**Objective**
Extract the text of every entry below exactly; leave images out.
— start of Supplied material —
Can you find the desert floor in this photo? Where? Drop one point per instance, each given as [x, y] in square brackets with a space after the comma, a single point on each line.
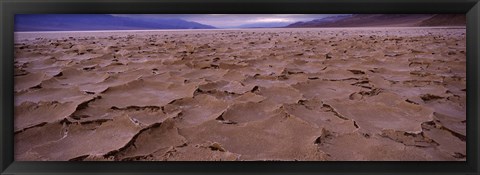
[253, 94]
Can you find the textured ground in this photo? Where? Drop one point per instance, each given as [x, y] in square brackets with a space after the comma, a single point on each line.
[260, 94]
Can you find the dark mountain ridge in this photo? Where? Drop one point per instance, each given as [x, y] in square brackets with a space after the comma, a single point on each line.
[386, 20]
[69, 22]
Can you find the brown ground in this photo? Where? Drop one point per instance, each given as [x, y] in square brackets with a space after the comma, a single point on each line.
[260, 94]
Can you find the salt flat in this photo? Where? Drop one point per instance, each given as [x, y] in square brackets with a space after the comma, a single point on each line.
[242, 94]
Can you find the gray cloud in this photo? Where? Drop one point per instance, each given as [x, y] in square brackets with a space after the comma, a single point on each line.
[233, 20]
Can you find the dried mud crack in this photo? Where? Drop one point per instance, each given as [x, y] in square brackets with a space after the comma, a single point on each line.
[228, 95]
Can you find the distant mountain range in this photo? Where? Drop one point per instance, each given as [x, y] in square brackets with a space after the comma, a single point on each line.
[72, 22]
[264, 25]
[385, 20]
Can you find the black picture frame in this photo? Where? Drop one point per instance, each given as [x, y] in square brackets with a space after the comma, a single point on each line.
[9, 8]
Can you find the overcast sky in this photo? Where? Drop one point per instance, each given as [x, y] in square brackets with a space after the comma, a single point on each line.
[234, 20]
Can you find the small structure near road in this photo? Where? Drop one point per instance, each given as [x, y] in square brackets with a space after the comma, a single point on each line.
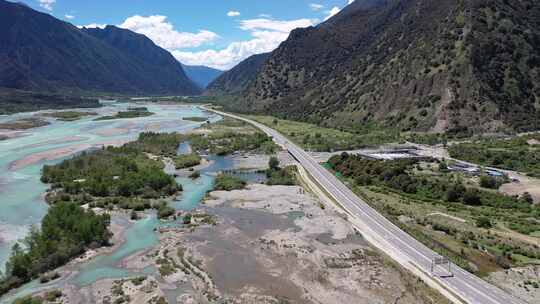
[394, 154]
[441, 267]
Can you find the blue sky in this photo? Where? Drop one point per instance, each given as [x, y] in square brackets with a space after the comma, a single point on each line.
[215, 33]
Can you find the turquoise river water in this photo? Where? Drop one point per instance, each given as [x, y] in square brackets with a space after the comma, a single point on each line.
[21, 192]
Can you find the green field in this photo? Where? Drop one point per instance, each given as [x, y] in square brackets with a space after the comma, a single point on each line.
[517, 154]
[447, 212]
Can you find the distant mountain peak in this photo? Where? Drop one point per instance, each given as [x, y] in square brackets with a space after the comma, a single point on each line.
[438, 66]
[41, 53]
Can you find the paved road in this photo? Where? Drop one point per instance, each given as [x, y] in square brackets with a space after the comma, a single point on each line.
[467, 286]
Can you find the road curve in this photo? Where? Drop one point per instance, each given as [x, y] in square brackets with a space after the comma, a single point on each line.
[461, 287]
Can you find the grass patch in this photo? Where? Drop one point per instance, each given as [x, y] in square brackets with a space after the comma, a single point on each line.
[195, 119]
[409, 197]
[24, 124]
[317, 138]
[134, 113]
[517, 154]
[69, 115]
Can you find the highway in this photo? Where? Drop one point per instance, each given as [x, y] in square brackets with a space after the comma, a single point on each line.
[462, 287]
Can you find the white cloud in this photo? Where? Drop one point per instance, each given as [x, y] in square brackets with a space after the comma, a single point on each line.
[316, 6]
[93, 25]
[266, 35]
[47, 4]
[274, 25]
[233, 14]
[331, 13]
[163, 33]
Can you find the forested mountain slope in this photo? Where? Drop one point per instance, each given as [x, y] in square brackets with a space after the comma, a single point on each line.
[447, 65]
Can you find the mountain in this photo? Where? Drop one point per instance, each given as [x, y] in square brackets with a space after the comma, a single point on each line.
[201, 75]
[440, 66]
[238, 78]
[41, 53]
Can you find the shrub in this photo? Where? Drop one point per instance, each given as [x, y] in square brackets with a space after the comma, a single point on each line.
[489, 182]
[483, 222]
[472, 197]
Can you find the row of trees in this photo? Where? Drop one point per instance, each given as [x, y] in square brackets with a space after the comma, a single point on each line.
[66, 231]
[115, 172]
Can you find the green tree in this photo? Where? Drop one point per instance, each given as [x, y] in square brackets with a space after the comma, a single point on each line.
[484, 222]
[273, 163]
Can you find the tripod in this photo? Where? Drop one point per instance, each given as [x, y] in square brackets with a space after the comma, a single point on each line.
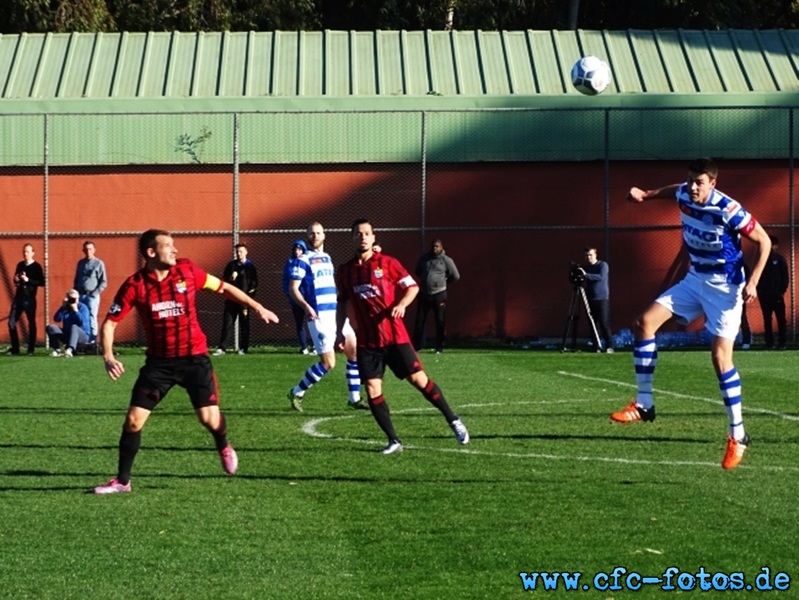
[578, 295]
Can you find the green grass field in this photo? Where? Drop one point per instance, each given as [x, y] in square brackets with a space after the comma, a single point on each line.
[547, 484]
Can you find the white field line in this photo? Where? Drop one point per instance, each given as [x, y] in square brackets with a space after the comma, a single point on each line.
[311, 428]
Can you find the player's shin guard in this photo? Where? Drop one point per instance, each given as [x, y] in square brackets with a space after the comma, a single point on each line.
[353, 380]
[220, 433]
[645, 357]
[129, 443]
[382, 415]
[730, 387]
[435, 396]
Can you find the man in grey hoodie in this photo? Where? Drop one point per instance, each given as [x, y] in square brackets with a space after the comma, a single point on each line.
[435, 270]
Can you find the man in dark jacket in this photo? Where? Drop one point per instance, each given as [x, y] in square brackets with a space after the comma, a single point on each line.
[28, 277]
[241, 273]
[435, 270]
[770, 291]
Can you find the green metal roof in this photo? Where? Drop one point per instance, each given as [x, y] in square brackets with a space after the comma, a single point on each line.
[381, 64]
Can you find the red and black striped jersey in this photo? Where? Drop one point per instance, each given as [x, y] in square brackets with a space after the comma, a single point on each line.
[371, 289]
[167, 308]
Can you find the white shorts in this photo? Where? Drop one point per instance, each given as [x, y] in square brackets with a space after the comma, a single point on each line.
[720, 303]
[323, 332]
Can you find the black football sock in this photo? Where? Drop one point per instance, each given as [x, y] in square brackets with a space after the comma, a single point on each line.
[435, 396]
[220, 434]
[129, 443]
[382, 415]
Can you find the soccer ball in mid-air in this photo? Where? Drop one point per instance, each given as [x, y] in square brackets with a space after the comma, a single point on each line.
[590, 75]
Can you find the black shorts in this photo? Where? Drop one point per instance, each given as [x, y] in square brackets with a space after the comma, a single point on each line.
[158, 375]
[400, 358]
— end of Supplied material —
**Answer to this task**
Can you find the desert floor in this photo? Where? Drop one point per instance, each given as [x, y] in square brackets with a space after the comma, a single point on each line.
[253, 94]
Can you find the textured ground in this photo? Where? Drop one point per instance, each given as [x, y] in square brackets with a space after the comma, a single point on each line.
[260, 94]
Can you find the dark mountain ridge in this photo? Where? Drop one point per instance, each given as [x, y] in square brackets with a space after the comma, a single point on each line.
[386, 20]
[69, 22]
Can you find the brown ground in this photo? Where? Drop one point per instance, each given as [x, y] in square brackets with a space after the comma, a single point on each line.
[260, 94]
Can you find the salt flat in this photo? Where? Drop one point per instance, each given as [x, y] in square brackets with a space after the comma, a single point on each line.
[242, 94]
Can you find the gray cloud in this photo? Where? Drop one point per instance, each given as [x, y] in square brackets with a space after the comma, a single point on each line.
[233, 20]
Can you find the dried mud crack in this photo? Where? Drop one point per instance, each given as [x, y] in square brackets with a space after the comma, a single point on each line.
[228, 95]
Can you find the distant mountain range in this photo? Where? Drop one point per instance, each given as [x, y] in square brackets with a space after the comma, a single point on each line.
[72, 22]
[264, 25]
[385, 20]
Can you find the black picture frame in this photo? Where? Drop one point per instance, each given as [x, y] in square brackets with a space after the comma, a single point on each line.
[9, 8]
Can you find the overcast sky in this photo? Where? Drop one point per instance, each given as [x, y] in square brackets with a space after the comma, a single point on each line.
[234, 20]
Can you find the small structure near road in this photo? Where? Drop one point per instance, each given as [x, y] in square brackets with a space after the comma, a single point on each line.
[394, 154]
[441, 267]
Can you find the blue sky in this photo? Where? Drop one point per instance, each given as [x, y] in square brackets with a space after the comma, a single point on each line.
[215, 33]
Can you find the turquoise river water in this photo? Where? Drop one point per instance, each given as [x, y] in square brackets with a space after the comma, a single point on each line.
[21, 192]
Can you find the green field in this photo? Where? Drop one point per instance, each given as [x, y] in square brackets with a space after the comma, a single point on each line.
[517, 154]
[447, 212]
Can you find the distant mountain peak in this photo? Where? Drop one point per instance, each given as [x, y] in square brackets with a space after the comma, a single point on each line.
[438, 66]
[41, 53]
Can you find the paved road in this photo? Where? Drop one point per instance, each given as [x, y] in square brackets with a space after the comma, a single point on each line.
[467, 286]
Can you find the road curve in this photo? Where? Drop one point per instance, each given as [x, y] in square brackets with a space after the comma, a single point on each line.
[461, 287]
Can you find the grass patch in this photo? Where? Drop one point per instance, each given as [x, y] in square brackets with a space after the comma, a single point on each line.
[195, 119]
[409, 197]
[24, 124]
[317, 138]
[134, 113]
[517, 154]
[69, 115]
Can you find the highway in this photo? Where? Drop one point per instance, each given as [x, y] in square brackets with a space after the comma, a single point on each line.
[462, 287]
Can you find the white cloud in this photo? Where? Drop one point per instance, each given as [x, y] in square brackets with a space after the comma, a single point on each line.
[316, 6]
[93, 25]
[266, 35]
[47, 4]
[274, 25]
[233, 14]
[331, 13]
[163, 33]
Can you find the forested mountain slope in this photo? Where? Drop one point per instance, each given as [x, y] in square brackets with a space after the comma, a single point on each line.
[447, 65]
Can you find the mountain in this photo? Where? Drop one point per instance, each given as [x, y] in square brackets with a space after the comma, a single point on each line.
[201, 75]
[440, 66]
[238, 78]
[41, 53]
Can you find the shrub in this photo? Where? Drop one point per instance, each given as [x, y] in square brackets with a space after the comma, a single point on each line.
[489, 182]
[483, 222]
[472, 197]
Can you find the row of trees in this photo? Where? Drop one point per instance, each given as [x, y] in square brackets with a space after the comma, a single point on each line.
[66, 231]
[115, 172]
Can you find the green tree in this photo? Where? Drop one point per instance, each given as [x, y] in square brackets with a space after the comma, a single point on each line.
[484, 222]
[273, 163]
Can you find the tripod in this photo? Where? Drop one point per instance, each given as [x, y] in square brackets with a space after the comma, a single point on each line.
[578, 295]
Can you find the green grass field in this photo? Where? Drop one point per instance, each given as [x, y] in square brackets with a space after the comma, a single point on each line.
[547, 484]
Can you find the white field line in this photo? Where? Drop one point per instance, each given as [x, y] in square brackets with a space after the comma, a single point on each line.
[311, 428]
Can you find the player's shin guard in this photo? Where? Drop one point per instance, each given as [x, y] in square brackets with a space after the comma, a single point on each line.
[353, 380]
[220, 433]
[645, 357]
[129, 443]
[382, 415]
[730, 387]
[435, 396]
Can you find the man in grey hoodie in this photo? Where? Drop one point per instance, each given as [x, y] in square brackets with a space after the comma, a single point on each line.
[435, 270]
Can you find the man in dark jacket in this photo? Where? Drop one point per instance, each given as [x, y] in square brackets with a space after the comma, a single point on each line.
[28, 277]
[241, 273]
[435, 270]
[770, 291]
Can you find the green metal roof in this photo? Where? Drop one point per instance, each given as [x, y] in square brackets with a space after the comma, a single point on each line.
[381, 64]
Can you find the red and black striped jersey in this photo? Where? Drop one point per instance, each given as [x, y] in square brackets with a space after the comma, a single point on each line.
[371, 289]
[167, 308]
Can you find the white shorts in this photo? Where? Drop one point per instance, each given as [x, y] in square brackets with a space after the comma, a single point on each line.
[720, 303]
[323, 332]
Can you find the black football sock in this photo? Where? Drop one point per instance, each given as [x, y] in square brackets with a space after the comma, a single point on each line.
[435, 396]
[220, 434]
[129, 443]
[382, 415]
Can you find the soccer ball in mid-air in this photo? Where? Drop one point per instance, each given as [x, y] in square brackets with a space after the comma, a single point on each line.
[590, 75]
Can you find the black shorts in this photo? Where? Drop one point per instance, each given as [x, y] in square brackets with a space after the comma, a single point on each line.
[158, 375]
[400, 358]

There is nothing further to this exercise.